■ **Text section**
Nigeria has agreed to pay compensation to victims of the country's civil war, 47 years after it ended, and clear former conflict zones of abandoned bombs and landmines.

Court papers made available on Monday showed the government had accepted to 88 billion naira ($245 million, 210 million euros) in damages.

Of that, 50 billion naira will be paid to victims in 11 states in the southeast, south and north central region, which were the epicentre of the conflict.

The remainder will go towards clearing land of ordnance and the construction of schools, courts, churches and mosques.

The deal was brokered by the Community Court of Justice of the Economic Community of West African States (ECOWAS).

More than one million people died, most of them from the effects of war, starvation and disease, in the 30-month conflict that began in 1967.

That followed the declaration of an independent republic of Biafra in the southeast, which is dominated by the Igbo ethnic group.

The court papers showed that more than 17,000 bombs were recovered and 1,317 were still stockpiled.

Victims complained of the "inherent dangers" posed by the "presence of abandoned landmines, explosives and other remnants of war which littered some parts" of the southeast.

An assessment had determined that families and associates of 493 people who had been affected by landmines or other ordnance were entitled to compensation.

Separatist sentiment in the southeast has lingered in the decades since the end of the war, which Nigeria at the time said would see "no victor, no vanquished".

The leader of the Indigenous People of Biafra (IPOB) movement, Nnamdi Kanu, has capitalised on resentment to push again for a separate state.

There have been frequent clashes between IPOB supporters and the military.

Kanu is facing treason charges but has not been seen in public since mid-September and he failed to turn up in court when his trial was scheduled to resume earlier this month.

■ **What to work on**
a. According to the article on Nigeria's civil war compensation, which body brokered the deal?
b. Print the part of the article on Nigeria's civil war compensation starting at "The remainder will" and ending at "began in 1967.".

■ **Supplied information**
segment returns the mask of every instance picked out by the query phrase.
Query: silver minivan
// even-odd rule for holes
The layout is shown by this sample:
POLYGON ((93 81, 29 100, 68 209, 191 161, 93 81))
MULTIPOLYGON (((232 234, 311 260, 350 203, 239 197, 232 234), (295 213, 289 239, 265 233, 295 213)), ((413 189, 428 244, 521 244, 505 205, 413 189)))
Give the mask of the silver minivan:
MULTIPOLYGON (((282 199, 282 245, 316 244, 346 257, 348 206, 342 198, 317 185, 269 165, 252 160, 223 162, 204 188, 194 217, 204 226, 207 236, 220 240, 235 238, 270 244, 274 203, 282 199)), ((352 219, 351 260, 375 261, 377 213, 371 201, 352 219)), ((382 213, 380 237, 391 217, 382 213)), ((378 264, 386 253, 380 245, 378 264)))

...

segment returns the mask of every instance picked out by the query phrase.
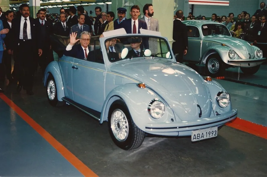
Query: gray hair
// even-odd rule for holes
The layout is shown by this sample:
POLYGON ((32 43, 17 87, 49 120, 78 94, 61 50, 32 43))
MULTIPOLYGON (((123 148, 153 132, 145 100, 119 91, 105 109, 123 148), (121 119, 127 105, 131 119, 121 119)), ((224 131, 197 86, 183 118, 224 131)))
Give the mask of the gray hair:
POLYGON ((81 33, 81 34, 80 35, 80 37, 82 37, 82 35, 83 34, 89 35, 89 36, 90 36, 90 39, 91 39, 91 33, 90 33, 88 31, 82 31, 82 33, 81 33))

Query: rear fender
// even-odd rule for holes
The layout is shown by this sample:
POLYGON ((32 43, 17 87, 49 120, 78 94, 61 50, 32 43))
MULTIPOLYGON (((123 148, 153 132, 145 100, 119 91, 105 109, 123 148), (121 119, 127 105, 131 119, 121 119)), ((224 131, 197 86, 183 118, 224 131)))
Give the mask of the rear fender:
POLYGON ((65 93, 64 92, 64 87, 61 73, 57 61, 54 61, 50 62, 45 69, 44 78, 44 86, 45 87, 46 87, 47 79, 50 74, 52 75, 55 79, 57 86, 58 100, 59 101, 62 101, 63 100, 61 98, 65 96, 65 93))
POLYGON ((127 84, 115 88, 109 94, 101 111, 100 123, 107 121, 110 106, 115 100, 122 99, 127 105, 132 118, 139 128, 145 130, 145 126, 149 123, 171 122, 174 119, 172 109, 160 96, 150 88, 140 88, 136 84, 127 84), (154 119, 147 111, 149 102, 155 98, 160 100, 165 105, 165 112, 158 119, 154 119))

==

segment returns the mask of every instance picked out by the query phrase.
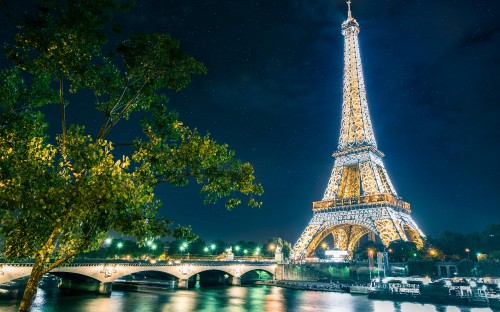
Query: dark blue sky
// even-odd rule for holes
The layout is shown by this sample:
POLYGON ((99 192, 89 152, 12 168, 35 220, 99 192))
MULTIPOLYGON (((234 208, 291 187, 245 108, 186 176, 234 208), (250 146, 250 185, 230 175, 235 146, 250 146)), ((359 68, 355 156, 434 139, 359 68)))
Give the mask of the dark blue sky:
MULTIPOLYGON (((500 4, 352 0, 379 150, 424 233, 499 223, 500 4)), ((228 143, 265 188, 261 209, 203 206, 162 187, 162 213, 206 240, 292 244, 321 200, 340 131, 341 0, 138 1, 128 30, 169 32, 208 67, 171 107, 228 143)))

■ **Responses by task**
a. The Community Court of Justice of the Economic Community of West African States (ECOWAS).

b.
The remainder will go towards clearing land of ordnance and the construction of schools, courts, churches and mosques.

The deal was brokered by the Community Court of Justice of the Economic Community of West African States (ECOWAS).

More than one million people died, most of them from the effects of war, starvation and disease, in the 30-month conflict that began in 1967.